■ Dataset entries
──────────────────────────────
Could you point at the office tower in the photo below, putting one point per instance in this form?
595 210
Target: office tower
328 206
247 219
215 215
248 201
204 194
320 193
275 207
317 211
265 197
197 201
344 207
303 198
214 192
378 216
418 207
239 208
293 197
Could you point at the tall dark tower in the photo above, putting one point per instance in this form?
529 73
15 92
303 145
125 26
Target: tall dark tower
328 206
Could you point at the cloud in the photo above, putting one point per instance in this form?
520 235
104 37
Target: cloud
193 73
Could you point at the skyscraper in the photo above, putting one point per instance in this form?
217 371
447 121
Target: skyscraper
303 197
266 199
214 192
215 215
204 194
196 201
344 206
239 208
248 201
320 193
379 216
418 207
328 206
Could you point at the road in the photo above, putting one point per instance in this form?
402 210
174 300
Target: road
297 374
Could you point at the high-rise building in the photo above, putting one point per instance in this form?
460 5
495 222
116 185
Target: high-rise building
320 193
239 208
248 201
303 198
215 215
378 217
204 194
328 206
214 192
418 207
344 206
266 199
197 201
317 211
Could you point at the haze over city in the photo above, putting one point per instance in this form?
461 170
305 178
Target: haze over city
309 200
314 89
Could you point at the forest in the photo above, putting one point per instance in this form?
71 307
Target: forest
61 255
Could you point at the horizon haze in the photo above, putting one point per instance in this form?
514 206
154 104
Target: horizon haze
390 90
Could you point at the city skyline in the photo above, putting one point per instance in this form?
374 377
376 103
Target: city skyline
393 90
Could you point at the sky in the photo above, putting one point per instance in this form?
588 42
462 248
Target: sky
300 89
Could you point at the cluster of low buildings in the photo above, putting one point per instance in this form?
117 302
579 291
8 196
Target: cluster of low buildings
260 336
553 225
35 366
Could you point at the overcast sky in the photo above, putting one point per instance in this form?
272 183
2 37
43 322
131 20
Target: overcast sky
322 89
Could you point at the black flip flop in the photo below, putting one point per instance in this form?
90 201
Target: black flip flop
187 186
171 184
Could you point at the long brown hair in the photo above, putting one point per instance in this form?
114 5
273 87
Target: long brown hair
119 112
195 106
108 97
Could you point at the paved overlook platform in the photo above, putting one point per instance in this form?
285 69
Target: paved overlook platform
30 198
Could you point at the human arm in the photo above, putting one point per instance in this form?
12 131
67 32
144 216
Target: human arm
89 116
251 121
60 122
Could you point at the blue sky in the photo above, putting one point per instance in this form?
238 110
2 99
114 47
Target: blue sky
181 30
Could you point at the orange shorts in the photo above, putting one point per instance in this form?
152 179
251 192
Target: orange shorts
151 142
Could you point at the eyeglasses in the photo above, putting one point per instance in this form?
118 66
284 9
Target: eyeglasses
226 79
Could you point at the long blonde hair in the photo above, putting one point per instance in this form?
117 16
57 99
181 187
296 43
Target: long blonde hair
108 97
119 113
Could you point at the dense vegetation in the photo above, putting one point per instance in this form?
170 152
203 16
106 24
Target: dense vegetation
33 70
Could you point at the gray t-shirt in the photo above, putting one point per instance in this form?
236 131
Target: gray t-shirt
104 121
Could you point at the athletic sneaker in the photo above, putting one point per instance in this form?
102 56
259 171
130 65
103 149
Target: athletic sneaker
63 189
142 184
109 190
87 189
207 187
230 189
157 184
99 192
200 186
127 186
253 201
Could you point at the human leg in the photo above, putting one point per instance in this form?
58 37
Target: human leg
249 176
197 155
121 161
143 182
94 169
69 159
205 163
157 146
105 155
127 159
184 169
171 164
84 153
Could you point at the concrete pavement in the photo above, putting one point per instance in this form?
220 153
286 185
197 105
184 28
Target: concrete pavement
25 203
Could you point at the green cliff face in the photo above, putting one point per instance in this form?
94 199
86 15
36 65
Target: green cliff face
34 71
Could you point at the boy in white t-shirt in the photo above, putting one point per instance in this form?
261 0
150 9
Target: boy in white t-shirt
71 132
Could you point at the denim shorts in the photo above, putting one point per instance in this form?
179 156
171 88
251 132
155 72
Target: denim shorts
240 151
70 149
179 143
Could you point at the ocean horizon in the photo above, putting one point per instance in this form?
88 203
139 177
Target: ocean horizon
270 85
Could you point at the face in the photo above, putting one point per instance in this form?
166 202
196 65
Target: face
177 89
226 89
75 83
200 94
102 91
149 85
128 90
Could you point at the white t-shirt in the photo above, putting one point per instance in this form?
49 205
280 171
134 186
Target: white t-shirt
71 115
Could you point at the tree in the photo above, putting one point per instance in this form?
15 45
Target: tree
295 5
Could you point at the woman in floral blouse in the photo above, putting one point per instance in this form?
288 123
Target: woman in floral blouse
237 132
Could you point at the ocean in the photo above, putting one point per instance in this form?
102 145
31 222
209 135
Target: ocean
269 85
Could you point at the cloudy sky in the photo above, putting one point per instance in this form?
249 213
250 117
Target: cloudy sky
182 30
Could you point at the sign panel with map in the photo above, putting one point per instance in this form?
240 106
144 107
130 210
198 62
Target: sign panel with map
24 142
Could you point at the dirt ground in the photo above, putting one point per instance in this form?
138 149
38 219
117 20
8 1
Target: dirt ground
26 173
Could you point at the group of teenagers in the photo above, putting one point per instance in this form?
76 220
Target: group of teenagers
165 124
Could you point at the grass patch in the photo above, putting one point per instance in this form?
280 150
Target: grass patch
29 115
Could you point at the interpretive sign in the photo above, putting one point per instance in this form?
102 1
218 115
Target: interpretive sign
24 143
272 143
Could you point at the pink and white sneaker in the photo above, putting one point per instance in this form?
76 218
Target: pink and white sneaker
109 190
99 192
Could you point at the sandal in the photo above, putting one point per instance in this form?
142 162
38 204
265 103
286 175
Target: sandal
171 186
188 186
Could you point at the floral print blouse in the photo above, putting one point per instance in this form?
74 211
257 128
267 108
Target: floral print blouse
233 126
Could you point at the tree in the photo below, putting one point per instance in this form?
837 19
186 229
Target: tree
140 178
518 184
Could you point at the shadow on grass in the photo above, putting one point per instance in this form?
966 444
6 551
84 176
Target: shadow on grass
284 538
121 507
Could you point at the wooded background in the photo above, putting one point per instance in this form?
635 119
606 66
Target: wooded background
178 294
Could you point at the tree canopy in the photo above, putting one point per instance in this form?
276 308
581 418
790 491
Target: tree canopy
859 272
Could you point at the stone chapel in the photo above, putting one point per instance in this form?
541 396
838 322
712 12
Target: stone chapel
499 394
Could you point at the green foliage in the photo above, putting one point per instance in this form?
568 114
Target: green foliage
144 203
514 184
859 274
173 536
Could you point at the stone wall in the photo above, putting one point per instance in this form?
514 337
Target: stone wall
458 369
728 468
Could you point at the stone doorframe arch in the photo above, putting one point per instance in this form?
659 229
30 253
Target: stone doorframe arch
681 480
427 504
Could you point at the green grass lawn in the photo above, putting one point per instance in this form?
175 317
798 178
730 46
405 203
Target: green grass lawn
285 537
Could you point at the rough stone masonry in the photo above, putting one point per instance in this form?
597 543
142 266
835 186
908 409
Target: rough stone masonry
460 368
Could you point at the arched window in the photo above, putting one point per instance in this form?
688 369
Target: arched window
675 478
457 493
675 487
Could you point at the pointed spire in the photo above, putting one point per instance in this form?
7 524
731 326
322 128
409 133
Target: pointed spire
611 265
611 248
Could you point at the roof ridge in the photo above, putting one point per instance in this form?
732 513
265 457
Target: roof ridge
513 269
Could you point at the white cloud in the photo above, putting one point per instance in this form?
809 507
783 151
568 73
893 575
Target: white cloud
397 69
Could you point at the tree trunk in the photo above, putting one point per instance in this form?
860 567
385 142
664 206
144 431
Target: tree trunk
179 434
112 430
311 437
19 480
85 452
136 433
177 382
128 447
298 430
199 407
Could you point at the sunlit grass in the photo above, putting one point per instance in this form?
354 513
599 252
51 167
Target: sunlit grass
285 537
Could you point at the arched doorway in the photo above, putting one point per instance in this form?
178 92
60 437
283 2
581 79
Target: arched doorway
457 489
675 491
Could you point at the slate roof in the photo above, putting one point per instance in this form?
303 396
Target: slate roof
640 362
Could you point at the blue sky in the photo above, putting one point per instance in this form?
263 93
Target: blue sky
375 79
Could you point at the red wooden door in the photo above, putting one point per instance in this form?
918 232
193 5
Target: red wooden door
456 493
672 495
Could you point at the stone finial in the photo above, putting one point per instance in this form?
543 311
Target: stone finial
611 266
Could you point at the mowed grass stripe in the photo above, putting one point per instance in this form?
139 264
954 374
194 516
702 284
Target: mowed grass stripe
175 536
──────────────────────────────
■ Short task
Every line from the one containing "Could you point at the roof" through the last line must be copied exactly; leave out the rest.

■ Exercise result
Could you point at the roof ridge in the photo above, putting one point per instance in this form?
732 513
265 457
Target: roof ridge
513 269
Could you point at the white cloud in the photo above, putting one point per instance in this form?
809 507
783 151
568 73
893 575
Target: white cloud
397 69
Could you point at the tree trunk in the photo above, putting one point per instance in this form?
860 567
385 142
664 206
144 431
Target: tree trunk
179 434
112 430
311 437
19 480
85 452
136 433
177 382
128 447
298 430
199 407
Could you point at the sunlit grass in the photo above, putting one point per instance in this form?
354 513
599 252
51 167
Target: sunlit grass
285 537
Could you point at the arched doorway in the photo above, putting one point per instance in this form?
178 92
60 437
283 2
581 79
Target: arched doorway
457 489
675 491
Could you point at the slate roof in the photo above, putting one point per instance in this form?
303 396
Target: slate roof
640 362
Could you point at the blue sky in the photo above, putting one point per instance in this form?
263 93
Target: blue sky
375 79
Could you point at the red wooden door in the photo above, putting one point per instance in this form?
918 232
193 5
Target: red wooden door
456 493
672 495
Could you point at the stone finial in the photo above, putting one point per instance in this form?
543 311
Target: stone finial
611 266
Could you point at the mowed grass stripe in the photo above, putting one point per instance in this form?
139 264
954 374
194 516
702 284
Target: mowed grass stripe
175 536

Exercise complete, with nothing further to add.